>>>>

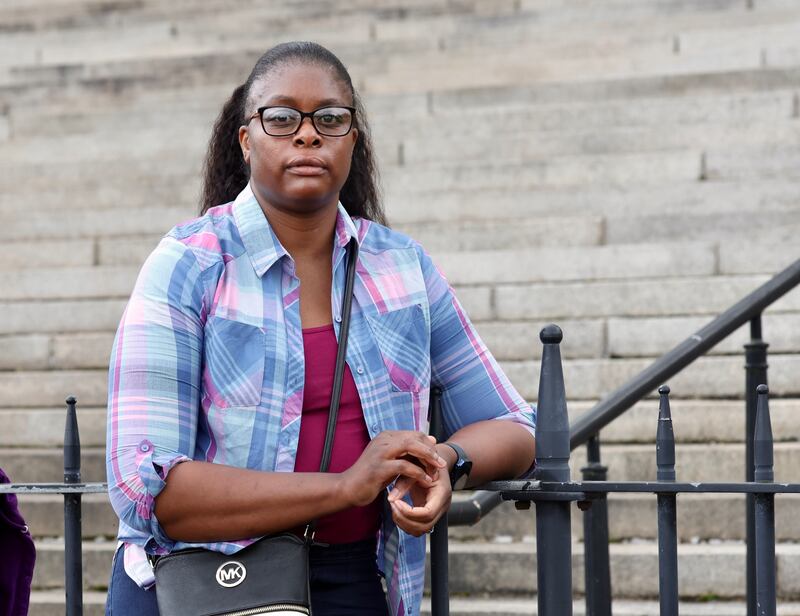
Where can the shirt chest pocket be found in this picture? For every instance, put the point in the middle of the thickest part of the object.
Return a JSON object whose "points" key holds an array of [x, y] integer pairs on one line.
{"points": [[234, 355], [403, 339]]}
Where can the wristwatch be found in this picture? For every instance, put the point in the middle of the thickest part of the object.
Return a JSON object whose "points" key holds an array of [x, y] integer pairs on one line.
{"points": [[459, 474]]}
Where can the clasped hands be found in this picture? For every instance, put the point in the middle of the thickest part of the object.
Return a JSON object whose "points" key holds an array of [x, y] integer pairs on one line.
{"points": [[410, 461]]}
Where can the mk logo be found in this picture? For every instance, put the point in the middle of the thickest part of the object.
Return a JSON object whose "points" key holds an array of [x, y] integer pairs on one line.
{"points": [[231, 574]]}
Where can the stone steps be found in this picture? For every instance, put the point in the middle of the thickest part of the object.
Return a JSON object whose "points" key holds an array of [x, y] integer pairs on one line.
{"points": [[696, 421], [78, 45], [717, 377], [695, 462], [701, 517], [135, 140], [616, 264], [92, 114]]}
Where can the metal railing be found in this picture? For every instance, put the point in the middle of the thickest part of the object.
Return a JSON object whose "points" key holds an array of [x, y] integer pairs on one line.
{"points": [[552, 491], [73, 490]]}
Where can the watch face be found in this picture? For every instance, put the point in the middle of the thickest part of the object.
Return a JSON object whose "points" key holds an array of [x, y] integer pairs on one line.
{"points": [[461, 482]]}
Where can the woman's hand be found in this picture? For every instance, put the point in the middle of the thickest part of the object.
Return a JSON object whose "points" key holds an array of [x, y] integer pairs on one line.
{"points": [[389, 455], [431, 502]]}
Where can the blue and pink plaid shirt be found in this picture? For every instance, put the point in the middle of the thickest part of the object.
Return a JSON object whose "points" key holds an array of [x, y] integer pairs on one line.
{"points": [[207, 364]]}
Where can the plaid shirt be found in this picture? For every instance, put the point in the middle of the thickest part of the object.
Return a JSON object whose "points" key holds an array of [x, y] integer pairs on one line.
{"points": [[207, 364]]}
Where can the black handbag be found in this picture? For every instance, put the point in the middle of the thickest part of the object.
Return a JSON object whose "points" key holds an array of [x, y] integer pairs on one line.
{"points": [[269, 576]]}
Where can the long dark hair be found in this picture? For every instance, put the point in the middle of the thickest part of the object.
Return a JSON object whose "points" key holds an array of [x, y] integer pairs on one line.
{"points": [[226, 173]]}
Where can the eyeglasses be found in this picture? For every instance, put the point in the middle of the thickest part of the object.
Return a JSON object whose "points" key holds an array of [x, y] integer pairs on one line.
{"points": [[286, 121]]}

<<<<

From the first record to the last, retype everything exactly except the images.

* [OUTPUT OF THE EXERCISE]
Where can the shirt chest pocket be found in this picture? For every instance, put the point in the middle of the thickest part of the object.
Return a JSON object whose "points" key holds an array of [x, y] integer pairs on one line.
{"points": [[234, 355], [403, 339]]}
Where can the wristwatch be found in this picture? For every instance, put the point in the middle of the thickest part of the object.
Return a JSON object whose "points" key holds an array of [x, y] integer pairs on one line.
{"points": [[459, 474]]}
Where can the clasped hands be found in this picture? For every instance, put the point in the middle of the thickest part of the object.
Return a JSON object whose "points" key holds an array of [x, y] integer pairs on one line.
{"points": [[410, 461]]}
Where can the mk logo be found in this picture? For every instance, put the point in the middle of the thickest part of the object.
Return a JSON object whose "points" key holds an array of [x, y] integer pairs on one line.
{"points": [[231, 574]]}
Where can the stone steps be found in this picture? For every instance, put the point in the middle of the thickest part of the object.
Return a JSON object whose "points" key holds an array of [x, y] integer pairs on one line.
{"points": [[696, 421], [78, 45], [717, 377], [695, 462], [701, 517], [135, 140], [616, 264], [92, 114]]}
Where can the metal railing be found in this picture? For every instance, put the point in the middle of the thickest part of the object.
Return a JSON object whose "points" key holds an array of [x, y] integer pairs on one line.
{"points": [[552, 491], [73, 490]]}
Where can the watch face be found in this picture? For every instance, put the point in the middle of the thickest part of the object.
Return a JSON object whose "points" key holds an array of [x, y] integer pairs on one line.
{"points": [[461, 482]]}
Where can the woman's hand be found in this picture? For every instance, put the point in the middle of the thickest part of the object.
Return a JSON object whose "points" key holds an array of [x, y] integer pairs on one line.
{"points": [[389, 455], [431, 502]]}
Where can the blue and pink plaid shirt be found in this picture? For every instance, put the point in the middle of the thickest part of the object.
Return a JSON object whose "points" key holds an array of [x, y] integer pairs on one line.
{"points": [[207, 364]]}
Where can the plaid shirt be found in this picture? For every instance, put the point in the middle of the thickest part of the object.
Return a JSON object whose "points" key holds an array of [x, y] integer pairs on one line.
{"points": [[207, 364]]}
Where can the black handbag be found in this picture? For every instance, put the point in the middle of the thickest part of the object.
Return a JSON object whose "points" key holds an array of [x, y] integer pairs on one line.
{"points": [[269, 576]]}
Where can the long dark hair be found in this picture? For every instance, put the point in the middle of the thickest part of the object.
Return a JSON object whose "points" key holds an array of [x, y] integer pairs on one line.
{"points": [[226, 173]]}
Where can the eyeglasses be found in this picture? For every instance, put the point in the middle of the thickest part of the object.
Return a JSON object whose "points" key holds an array of [x, y] integer pairs on one line.
{"points": [[286, 121]]}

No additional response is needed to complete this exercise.